>> start
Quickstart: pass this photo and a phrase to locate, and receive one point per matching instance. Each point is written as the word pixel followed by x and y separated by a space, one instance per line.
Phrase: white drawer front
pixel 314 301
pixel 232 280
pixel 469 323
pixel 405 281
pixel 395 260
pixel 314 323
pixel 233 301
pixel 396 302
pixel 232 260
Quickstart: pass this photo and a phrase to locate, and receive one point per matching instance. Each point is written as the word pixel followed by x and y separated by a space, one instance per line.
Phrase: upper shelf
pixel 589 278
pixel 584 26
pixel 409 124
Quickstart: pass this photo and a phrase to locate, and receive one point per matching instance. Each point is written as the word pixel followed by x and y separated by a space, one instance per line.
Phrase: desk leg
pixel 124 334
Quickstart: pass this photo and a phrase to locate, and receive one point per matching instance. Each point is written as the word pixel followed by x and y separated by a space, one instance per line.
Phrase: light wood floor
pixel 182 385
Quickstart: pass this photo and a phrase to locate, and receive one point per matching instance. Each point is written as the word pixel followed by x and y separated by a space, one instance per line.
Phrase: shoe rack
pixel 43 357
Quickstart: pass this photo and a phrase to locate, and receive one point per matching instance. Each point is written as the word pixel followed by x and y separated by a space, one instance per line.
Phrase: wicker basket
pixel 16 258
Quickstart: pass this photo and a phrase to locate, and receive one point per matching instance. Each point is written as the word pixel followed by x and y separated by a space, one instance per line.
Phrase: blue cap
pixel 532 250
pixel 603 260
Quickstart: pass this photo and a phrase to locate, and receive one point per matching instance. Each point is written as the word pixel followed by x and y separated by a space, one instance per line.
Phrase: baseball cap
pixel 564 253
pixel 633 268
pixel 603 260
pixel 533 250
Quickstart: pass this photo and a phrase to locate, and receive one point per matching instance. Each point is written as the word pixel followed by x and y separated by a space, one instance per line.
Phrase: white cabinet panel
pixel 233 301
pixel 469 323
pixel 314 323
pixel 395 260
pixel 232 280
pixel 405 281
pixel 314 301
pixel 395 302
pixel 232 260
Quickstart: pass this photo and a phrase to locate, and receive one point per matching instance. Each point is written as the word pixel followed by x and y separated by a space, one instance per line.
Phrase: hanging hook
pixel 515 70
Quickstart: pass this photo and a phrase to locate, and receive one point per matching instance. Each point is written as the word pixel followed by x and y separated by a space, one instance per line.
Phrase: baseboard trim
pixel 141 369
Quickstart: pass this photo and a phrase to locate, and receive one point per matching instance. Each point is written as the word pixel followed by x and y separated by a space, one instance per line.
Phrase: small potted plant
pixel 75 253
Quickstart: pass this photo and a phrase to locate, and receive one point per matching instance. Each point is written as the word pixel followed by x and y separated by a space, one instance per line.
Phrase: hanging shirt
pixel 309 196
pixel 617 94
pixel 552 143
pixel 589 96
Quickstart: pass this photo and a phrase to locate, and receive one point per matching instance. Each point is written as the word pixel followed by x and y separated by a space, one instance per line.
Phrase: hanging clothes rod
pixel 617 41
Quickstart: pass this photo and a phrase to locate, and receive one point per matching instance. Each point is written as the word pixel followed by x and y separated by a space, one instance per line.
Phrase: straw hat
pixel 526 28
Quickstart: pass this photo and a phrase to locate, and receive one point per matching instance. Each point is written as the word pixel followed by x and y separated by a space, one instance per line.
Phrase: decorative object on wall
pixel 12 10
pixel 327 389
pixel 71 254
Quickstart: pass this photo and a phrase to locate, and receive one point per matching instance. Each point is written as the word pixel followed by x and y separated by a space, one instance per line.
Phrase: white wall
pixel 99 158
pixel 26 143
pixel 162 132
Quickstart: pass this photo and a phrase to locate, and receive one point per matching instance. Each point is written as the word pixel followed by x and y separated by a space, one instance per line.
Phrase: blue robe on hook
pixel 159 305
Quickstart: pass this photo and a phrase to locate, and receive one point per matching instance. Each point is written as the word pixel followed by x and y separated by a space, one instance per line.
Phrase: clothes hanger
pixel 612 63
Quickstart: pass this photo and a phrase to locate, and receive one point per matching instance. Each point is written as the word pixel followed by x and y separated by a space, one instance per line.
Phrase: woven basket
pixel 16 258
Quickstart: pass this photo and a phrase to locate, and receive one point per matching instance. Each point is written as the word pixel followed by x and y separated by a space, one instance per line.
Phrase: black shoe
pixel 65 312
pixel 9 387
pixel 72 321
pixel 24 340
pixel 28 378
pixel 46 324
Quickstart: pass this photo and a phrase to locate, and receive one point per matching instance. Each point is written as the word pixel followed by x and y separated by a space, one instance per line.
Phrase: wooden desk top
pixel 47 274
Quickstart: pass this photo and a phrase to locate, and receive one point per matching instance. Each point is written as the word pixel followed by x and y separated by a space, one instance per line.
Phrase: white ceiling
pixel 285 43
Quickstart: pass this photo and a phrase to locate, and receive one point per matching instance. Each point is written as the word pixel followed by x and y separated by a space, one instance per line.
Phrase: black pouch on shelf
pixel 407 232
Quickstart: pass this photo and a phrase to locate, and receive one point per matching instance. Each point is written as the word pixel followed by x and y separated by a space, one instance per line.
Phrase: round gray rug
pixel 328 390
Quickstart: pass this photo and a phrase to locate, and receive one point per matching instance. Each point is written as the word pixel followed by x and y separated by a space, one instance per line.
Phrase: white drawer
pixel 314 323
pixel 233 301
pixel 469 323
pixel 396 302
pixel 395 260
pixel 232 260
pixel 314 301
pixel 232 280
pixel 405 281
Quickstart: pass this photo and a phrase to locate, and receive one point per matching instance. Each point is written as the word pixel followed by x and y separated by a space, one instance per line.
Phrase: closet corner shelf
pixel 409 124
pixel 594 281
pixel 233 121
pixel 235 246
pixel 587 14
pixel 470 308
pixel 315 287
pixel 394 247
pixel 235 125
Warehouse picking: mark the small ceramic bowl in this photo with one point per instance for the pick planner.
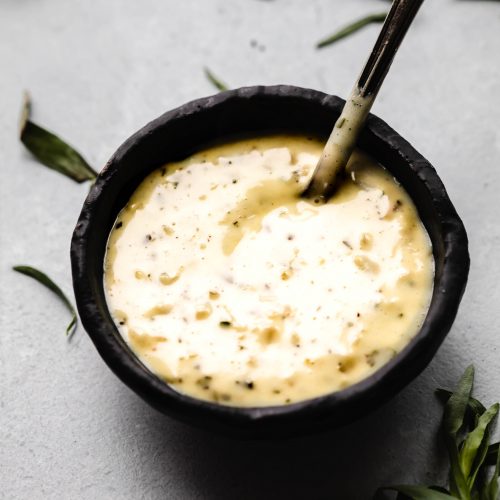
>> end
→ Goal of the exercise
Please pick out and copy every line of the entries above that contains the word "desk".

→ Written reply
Phrase: desk leg
Phrase: wooden desk top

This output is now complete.